EXERCISE
After finding the line with "Bet you can't find white building" in the data below, set down exactly each line through the one with "Bet you can't find house", inclusive, and stop there.

PROVIDED DATA

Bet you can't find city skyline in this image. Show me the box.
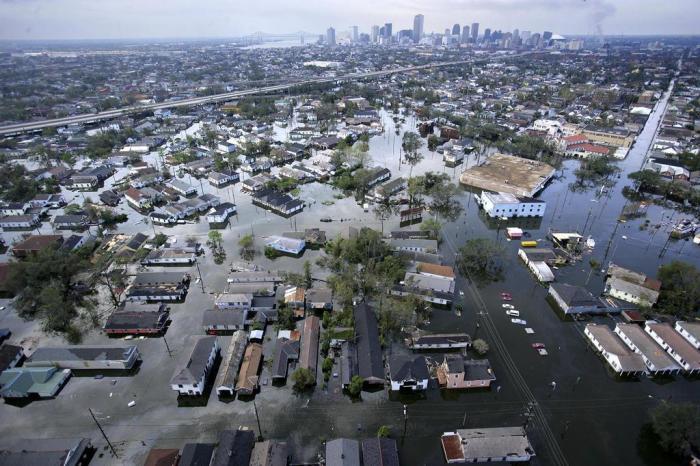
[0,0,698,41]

---

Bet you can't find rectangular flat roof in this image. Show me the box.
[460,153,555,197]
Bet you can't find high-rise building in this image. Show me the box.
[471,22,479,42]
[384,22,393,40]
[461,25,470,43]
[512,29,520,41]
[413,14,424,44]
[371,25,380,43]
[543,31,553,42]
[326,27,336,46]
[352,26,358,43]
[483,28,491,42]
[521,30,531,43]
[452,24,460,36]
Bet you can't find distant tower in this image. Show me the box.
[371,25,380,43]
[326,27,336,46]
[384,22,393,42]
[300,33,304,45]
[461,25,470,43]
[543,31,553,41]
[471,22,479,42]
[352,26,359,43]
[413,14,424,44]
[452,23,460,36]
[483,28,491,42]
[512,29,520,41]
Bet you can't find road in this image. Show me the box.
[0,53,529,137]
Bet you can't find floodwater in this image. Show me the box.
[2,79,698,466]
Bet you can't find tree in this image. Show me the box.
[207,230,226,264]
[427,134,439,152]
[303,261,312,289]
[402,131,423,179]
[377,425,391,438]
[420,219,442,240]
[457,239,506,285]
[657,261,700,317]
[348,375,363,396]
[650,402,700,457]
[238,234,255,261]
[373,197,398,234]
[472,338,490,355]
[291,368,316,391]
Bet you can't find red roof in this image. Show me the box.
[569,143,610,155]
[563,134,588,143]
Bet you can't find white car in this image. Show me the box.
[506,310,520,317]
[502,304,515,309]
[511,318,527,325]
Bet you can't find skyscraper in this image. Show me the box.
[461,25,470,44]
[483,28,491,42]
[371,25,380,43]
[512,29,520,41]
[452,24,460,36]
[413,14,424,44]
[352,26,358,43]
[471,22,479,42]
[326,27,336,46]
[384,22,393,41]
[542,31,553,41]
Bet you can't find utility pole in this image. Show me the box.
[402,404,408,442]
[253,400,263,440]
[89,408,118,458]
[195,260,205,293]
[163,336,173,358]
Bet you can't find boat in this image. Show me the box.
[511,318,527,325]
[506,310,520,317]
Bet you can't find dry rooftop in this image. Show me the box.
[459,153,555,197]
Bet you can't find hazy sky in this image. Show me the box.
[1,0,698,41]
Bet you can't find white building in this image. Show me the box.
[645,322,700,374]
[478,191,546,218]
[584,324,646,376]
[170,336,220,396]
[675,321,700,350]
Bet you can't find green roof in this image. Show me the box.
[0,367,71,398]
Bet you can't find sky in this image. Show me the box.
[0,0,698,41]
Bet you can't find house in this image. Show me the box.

==

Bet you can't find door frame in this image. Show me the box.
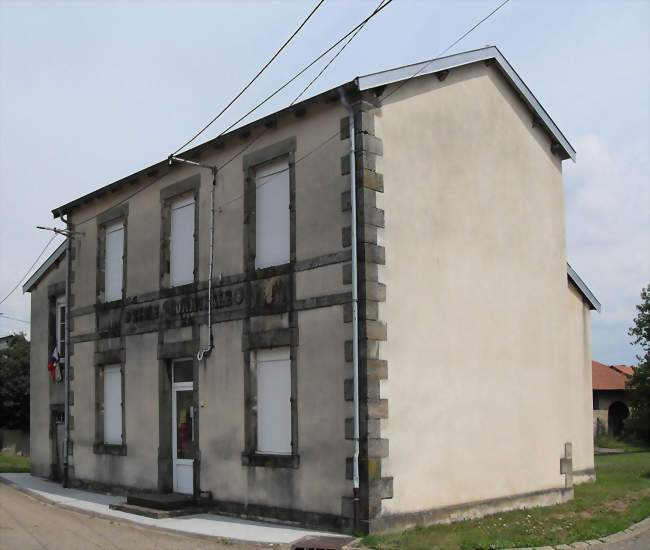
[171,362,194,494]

REPLY TO THE EXERCISE
Bet you can't find white building in this image. Show me the box.
[645,322,700,374]
[478,191,546,218]
[584,324,646,376]
[170,336,220,396]
[675,321,700,350]
Bet you can't find green roof in this image. Show me the box.
[0,367,71,398]
Bet you can't find sky in this image. Show me the box.
[0,0,698,41]
Bet you can't find house in this image. Show me the box.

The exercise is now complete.